[Coordinate labeling data]
::::
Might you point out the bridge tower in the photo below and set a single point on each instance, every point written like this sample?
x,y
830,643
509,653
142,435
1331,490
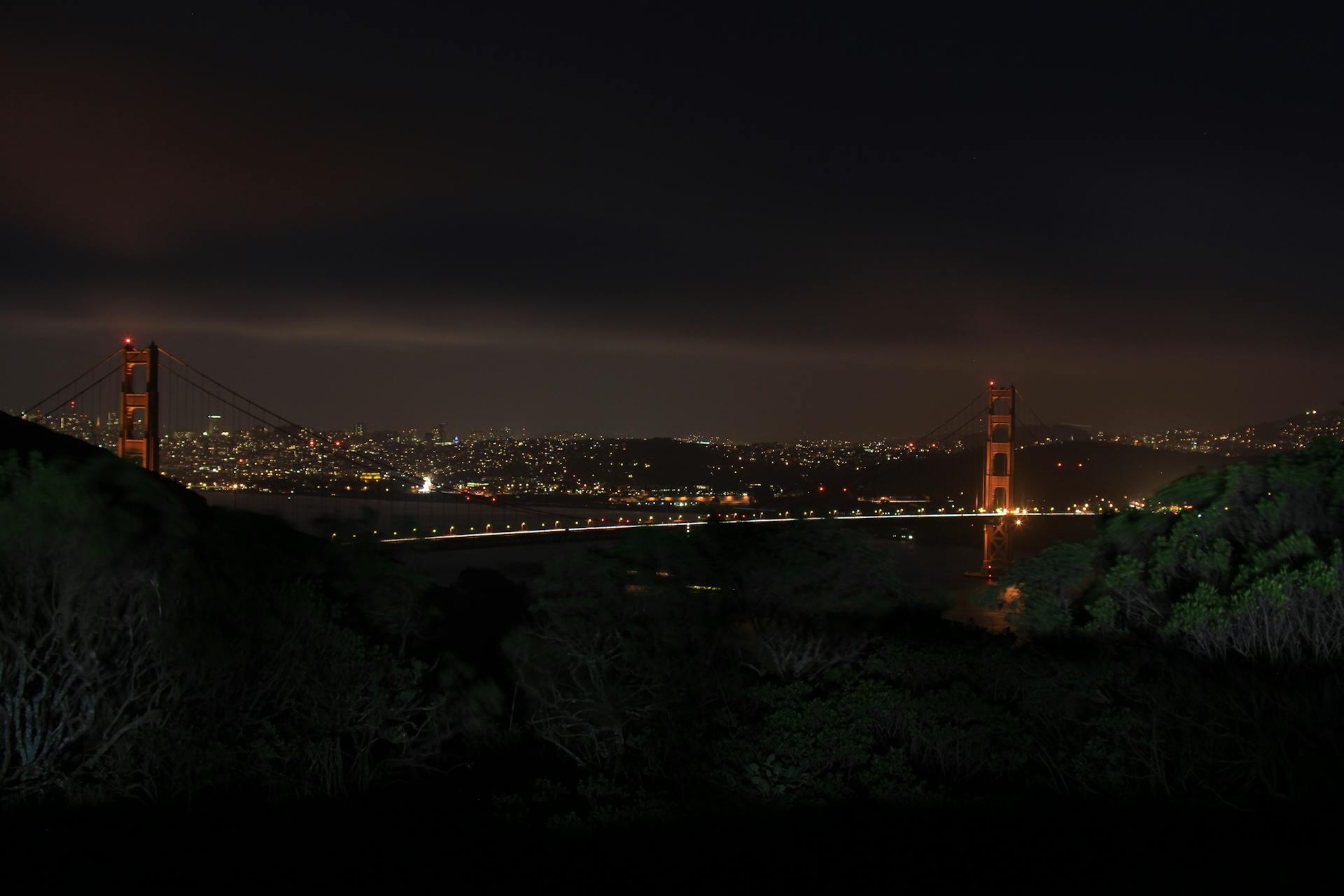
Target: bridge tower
x,y
1000,434
143,448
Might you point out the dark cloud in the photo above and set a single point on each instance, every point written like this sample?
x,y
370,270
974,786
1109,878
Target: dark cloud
x,y
838,223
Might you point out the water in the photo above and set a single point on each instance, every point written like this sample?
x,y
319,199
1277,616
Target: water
x,y
933,564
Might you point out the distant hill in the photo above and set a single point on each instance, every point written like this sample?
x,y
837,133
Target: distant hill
x,y
1298,429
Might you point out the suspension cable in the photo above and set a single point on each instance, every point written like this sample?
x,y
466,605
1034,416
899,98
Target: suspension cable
x,y
73,382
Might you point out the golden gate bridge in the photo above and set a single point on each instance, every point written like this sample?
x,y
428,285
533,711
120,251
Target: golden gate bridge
x,y
155,410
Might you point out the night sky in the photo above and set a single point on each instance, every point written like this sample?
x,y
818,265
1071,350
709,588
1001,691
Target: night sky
x,y
655,220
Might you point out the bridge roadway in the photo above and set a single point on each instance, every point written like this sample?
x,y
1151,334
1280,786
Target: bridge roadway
x,y
600,531
406,520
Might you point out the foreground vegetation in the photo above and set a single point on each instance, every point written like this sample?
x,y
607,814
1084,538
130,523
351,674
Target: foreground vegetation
x,y
159,650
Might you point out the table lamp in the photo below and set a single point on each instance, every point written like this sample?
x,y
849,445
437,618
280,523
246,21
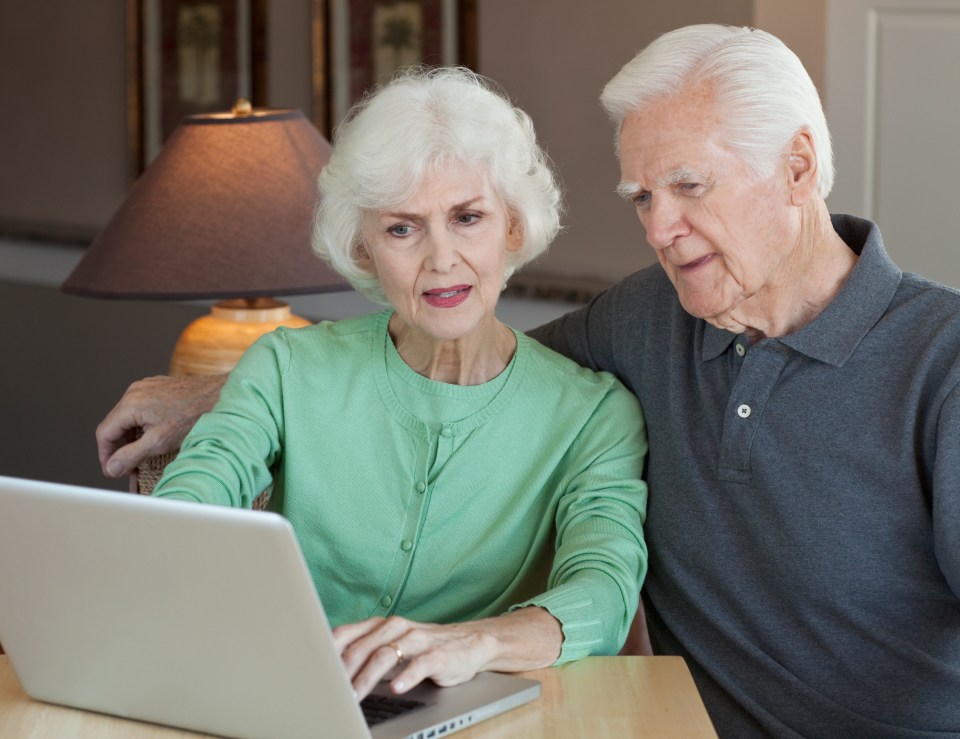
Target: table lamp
x,y
224,211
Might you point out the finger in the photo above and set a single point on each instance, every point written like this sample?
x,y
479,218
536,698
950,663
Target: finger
x,y
347,634
127,458
382,660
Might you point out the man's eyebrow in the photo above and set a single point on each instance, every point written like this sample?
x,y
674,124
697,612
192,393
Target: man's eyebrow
x,y
681,175
630,190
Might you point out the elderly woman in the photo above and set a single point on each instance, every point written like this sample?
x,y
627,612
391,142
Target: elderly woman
x,y
465,499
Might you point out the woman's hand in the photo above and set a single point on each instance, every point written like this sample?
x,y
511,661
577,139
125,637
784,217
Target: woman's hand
x,y
526,639
165,408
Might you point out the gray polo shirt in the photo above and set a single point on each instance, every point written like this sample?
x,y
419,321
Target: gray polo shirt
x,y
804,499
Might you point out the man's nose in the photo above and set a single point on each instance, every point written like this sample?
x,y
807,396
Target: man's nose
x,y
664,221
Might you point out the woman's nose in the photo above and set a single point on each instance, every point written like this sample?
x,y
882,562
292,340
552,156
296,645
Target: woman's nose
x,y
442,254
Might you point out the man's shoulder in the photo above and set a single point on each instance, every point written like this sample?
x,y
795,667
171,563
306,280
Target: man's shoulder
x,y
645,282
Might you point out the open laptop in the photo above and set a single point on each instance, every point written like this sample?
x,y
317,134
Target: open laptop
x,y
195,616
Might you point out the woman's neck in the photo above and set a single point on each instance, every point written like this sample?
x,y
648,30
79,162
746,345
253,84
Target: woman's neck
x,y
469,360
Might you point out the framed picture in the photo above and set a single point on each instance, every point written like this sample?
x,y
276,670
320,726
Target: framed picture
x,y
360,43
187,57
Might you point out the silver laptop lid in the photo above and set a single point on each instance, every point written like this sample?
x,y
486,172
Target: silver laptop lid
x,y
189,615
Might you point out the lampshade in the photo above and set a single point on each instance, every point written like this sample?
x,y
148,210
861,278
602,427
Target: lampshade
x,y
224,211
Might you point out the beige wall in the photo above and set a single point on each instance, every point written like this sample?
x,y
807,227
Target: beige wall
x,y
63,127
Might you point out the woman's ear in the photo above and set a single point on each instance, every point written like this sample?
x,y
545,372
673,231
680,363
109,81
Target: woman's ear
x,y
363,259
515,233
802,168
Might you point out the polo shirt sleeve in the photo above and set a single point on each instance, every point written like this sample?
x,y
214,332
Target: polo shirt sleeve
x,y
601,556
227,457
946,491
584,335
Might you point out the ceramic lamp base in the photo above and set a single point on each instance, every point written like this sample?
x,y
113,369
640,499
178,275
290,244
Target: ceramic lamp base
x,y
213,344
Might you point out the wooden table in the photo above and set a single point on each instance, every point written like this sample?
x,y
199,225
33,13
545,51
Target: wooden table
x,y
596,697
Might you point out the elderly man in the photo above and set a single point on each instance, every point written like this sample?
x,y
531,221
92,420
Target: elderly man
x,y
802,401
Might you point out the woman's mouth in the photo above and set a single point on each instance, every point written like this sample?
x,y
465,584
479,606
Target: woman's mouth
x,y
447,297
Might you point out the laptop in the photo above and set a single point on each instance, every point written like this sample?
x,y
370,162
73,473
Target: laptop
x,y
195,616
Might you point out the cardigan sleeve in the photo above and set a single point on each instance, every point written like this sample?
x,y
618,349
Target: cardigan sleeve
x,y
227,457
601,557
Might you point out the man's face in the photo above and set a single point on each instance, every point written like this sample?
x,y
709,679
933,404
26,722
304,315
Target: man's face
x,y
723,234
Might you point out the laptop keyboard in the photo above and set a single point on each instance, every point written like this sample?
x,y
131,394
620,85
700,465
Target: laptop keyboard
x,y
379,708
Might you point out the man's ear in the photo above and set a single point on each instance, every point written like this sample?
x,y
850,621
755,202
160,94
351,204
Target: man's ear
x,y
802,168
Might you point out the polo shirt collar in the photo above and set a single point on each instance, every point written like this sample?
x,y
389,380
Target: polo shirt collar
x,y
834,335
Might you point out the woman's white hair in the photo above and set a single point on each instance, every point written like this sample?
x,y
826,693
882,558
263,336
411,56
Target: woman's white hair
x,y
422,119
764,94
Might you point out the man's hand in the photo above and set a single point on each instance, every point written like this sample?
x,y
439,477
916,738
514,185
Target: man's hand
x,y
165,408
525,639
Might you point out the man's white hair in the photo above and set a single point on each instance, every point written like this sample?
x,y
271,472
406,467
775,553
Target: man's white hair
x,y
764,94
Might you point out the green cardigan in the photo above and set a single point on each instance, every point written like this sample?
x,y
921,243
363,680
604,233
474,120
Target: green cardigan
x,y
436,502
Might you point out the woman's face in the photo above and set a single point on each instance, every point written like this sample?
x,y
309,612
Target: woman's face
x,y
440,256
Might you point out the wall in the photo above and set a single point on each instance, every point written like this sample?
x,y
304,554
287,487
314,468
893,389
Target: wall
x,y
64,148
63,162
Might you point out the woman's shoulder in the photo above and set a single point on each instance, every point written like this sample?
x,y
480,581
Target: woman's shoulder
x,y
343,330
553,370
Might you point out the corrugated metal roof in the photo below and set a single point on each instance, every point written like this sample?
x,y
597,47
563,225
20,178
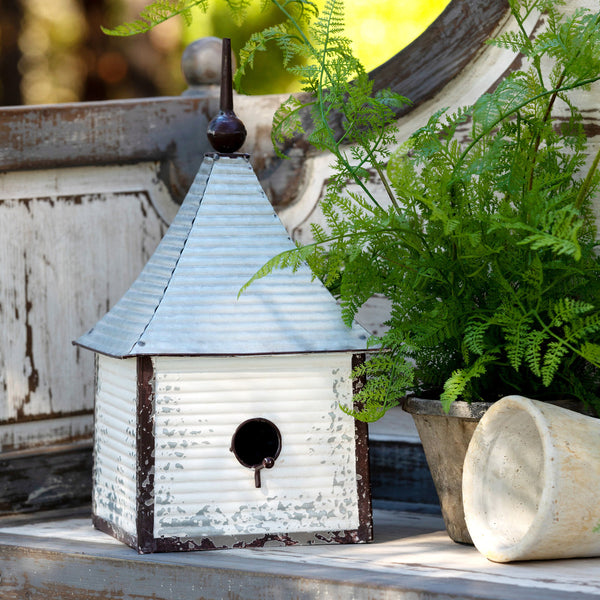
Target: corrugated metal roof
x,y
185,301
::::
**Short task**
Set each line of the records down exactly, leaving every picture out.

**Answer for the task**
Might you point out the bridge tower in the photo below and set a single point on each instance, every point written like this sample?
x,y
830,643
509,653
142,435
1331,490
Target: bridge tower
x,y
1000,434
143,448
Might you point out the dark cloud in the photo above and set a single point on each instance, every point written like this sample?
x,y
370,270
974,786
1109,878
Target: dark cloud
x,y
838,223
Might you point out the water in the photo above and set a single point on each instance, every point written like this sample?
x,y
319,199
1277,616
Target: water
x,y
933,564
Might you point out the distant hill in the photo above and set a single point on each instance, every point written like this sample?
x,y
837,133
Target: distant hill
x,y
1298,429
Might you point out the suspension cable in the photo above and set a single point on each instance, every point written like this sample?
x,y
466,605
1034,416
899,98
Target: suspension cable
x,y
73,382
Might you point out the golden gate bridge in the photo above and set a single point on each instance, every point written like this sample?
x,y
428,285
533,711
120,251
Target: golden gate bridge
x,y
155,410
Might you point out the night sky in the photo above and set a single point on each instance, every point written like this sample?
x,y
818,265
1071,350
709,588
1001,691
Target: night sky
x,y
655,220
Might you point out the bridge roadway in the photo above and set a single point on each instance, every point written like this sample?
x,y
1151,334
1280,786
Target: bridge roadway
x,y
600,531
406,520
Might you point out the foreground vegetation in the photo above and set a single point on each instance, every point written like this sample?
x,y
607,814
1084,538
130,523
351,674
Target: foreground vegetation
x,y
159,650
Might you point out the table lamp in the photo below and set a single point on each instance, every point written like this sample?
x,y
849,445
437,618
280,523
246,21
Target: table lamp
x,y
224,211
Might you point out the finger in the photo above and set a single point on each instance, every point written like this sample?
x,y
479,218
536,698
950,663
Target: finger
x,y
347,634
127,458
382,660
Might you point out the man's eyebrow in the photo above and set a single point on each instance, every point written like this sample?
x,y
674,124
697,612
192,393
Target: man's eyebrow
x,y
681,175
630,190
Might you point out the elderly woman in the photo above and set a single point on each instance, every point written like this sample?
x,y
627,612
391,142
Target: elderly woman
x,y
465,499
Might you point out the woman's hand in the photo above and set a single point on each instance, every point written like this sample?
x,y
511,661
577,139
125,637
784,217
Target: woman's hand
x,y
526,639
165,408
Might you point out the gray polo shirt in the photo above and set a single point on each instance, every point written like this sample?
x,y
419,321
Target: gray polo shirt
x,y
804,499
Might you point out the man's nose in the photo above and set a single point on each instance, every point written like this sample?
x,y
807,396
Target: man's nose
x,y
664,221
Might you point out the woman's nose in the photo above and set a single point on each instance, every point written like this sample?
x,y
882,562
292,340
552,156
296,645
Target: woman's nose
x,y
442,254
Might you point out the man's shoulder in the photo above and set a single point on each instance, every point written like this sample?
x,y
795,667
171,563
306,280
Target: man's shoulder
x,y
645,282
Might you point out the open laptop in the photo above and set a single point on each instance, every point written like this sample?
x,y
317,134
Target: open laptop
x,y
195,616
Might you point out the woman's neck in the photo above and set a single point on each instance, every point written like this sample?
x,y
648,30
79,162
746,345
253,84
Target: woman's neck
x,y
469,360
Might you point out the framed picture in the photo above and set a single point on each instance, every point written like this sample?
x,y
276,670
320,726
Target: framed picture
x,y
360,43
187,57
Might you point out the silver laptop lid in the photo above and set a single point on each instance, every point written like this sample?
x,y
486,172
Target: silver laptop lid
x,y
189,615
Might you point out the lampshade in the photo above and set a single point on each instance, every point written like this sample?
x,y
148,210
861,278
602,427
Target: lampshade
x,y
224,211
Might you point out the beige wall in the photo above and set a single point on each instance, every point written like this sample?
x,y
807,227
Target: beige wall
x,y
63,127
Might you point out the woman's ear in the photo above and set a single point on each instance, every point written like this sample?
x,y
545,372
673,231
680,363
109,81
Target: woman's ear
x,y
363,259
515,233
802,168
Might you point out the polo shirt sleeve in the photo above and set a single point on each instance, every point written like this sample?
x,y
214,332
Target: polo shirt sleeve
x,y
601,556
227,457
946,491
584,335
Might you point out the ceramic lamp base in the photo above and set a single point on each instance, every point written like this sample?
x,y
113,369
640,499
178,275
290,244
Target: ceramic lamp base
x,y
213,344
Might you point out the wooden table in the photo above and set a single point on each instance, every point written like this sample?
x,y
199,225
33,13
545,51
Target: wooden table
x,y
596,697
Might you point out the elderly man in the photo above and set a single point on each instance, every point written like this sample?
x,y
531,221
92,420
Target: elderly man
x,y
802,401
Might you point out the woman's mouth in the photo above and set a single point on each instance, every point written like this sample?
x,y
465,584
479,606
Target: woman's mouth
x,y
447,297
Might you point out the laptop in the photo above and set a single point on each instance, every point written like this sample?
x,y
370,162
73,473
Target: laptop
x,y
195,616
Might you point out the cardigan sleeve in the photo above and set a single point on each instance, every point written like this sample?
x,y
618,349
Target: cardigan sleeve
x,y
227,457
601,557
Might you point out the man's face in the photo above and set a single point on each instance, every point written like this sample?
x,y
709,679
933,404
26,722
304,315
Target: man's face
x,y
723,234
Might you point out the laptop keyboard in the photo above and set a single point on each instance, every point written like this sample?
x,y
131,394
620,85
700,465
Target: laptop keyboard
x,y
379,708
Might you point out the man's ear in the photo above and set a single point on each instance, every point written like this sample?
x,y
850,621
755,202
160,94
351,204
Target: man's ear
x,y
802,168
Might you point out the polo shirt collar in the photo above and set a single point on each instance, every point written like this sample?
x,y
389,380
Target: polo shirt collar
x,y
834,335
Might you point out the woman's white hair in the photo above and set a single point on each instance, every point written like this sample?
x,y
826,693
882,558
263,336
411,56
Target: woman's white hair
x,y
422,119
764,94
Might you point out the man's hand in the photo above and set a single point on each instance, every point written like this sample?
x,y
439,477
916,738
514,185
Target: man's hand
x,y
165,408
525,639
Might you point out the man's white hair in the photo above and set a single point on each instance, every point written like this sample?
x,y
271,472
406,467
775,553
Target: man's white hair
x,y
764,94
Might you point out the green cardigan in the photo above and set a single point on each instance, every point written like this sample?
x,y
921,243
363,680
604,233
474,120
Target: green cardigan
x,y
436,502
Might you point out the woman's face in the photo above and set a single point on each instance, every point written like this sample?
x,y
309,612
Target: woman's face
x,y
440,256
Might you point out the wall in the photo above and set a single point on each instance, every point written like this sample?
x,y
304,554
287,487
314,468
893,389
Target: wall
x,y
64,148
63,162
Might you point out the woman's shoulder in the photo above and set a single point on each instance, every point written like this sample?
x,y
480,581
Target: woman's shoulder
x,y
343,330
553,370
Might you point out the corrugated metal roof in the photo below and set a single point on each instance, every point written like this sample?
x,y
597,47
563,225
20,178
Target: corrugated metal roof
x,y
185,301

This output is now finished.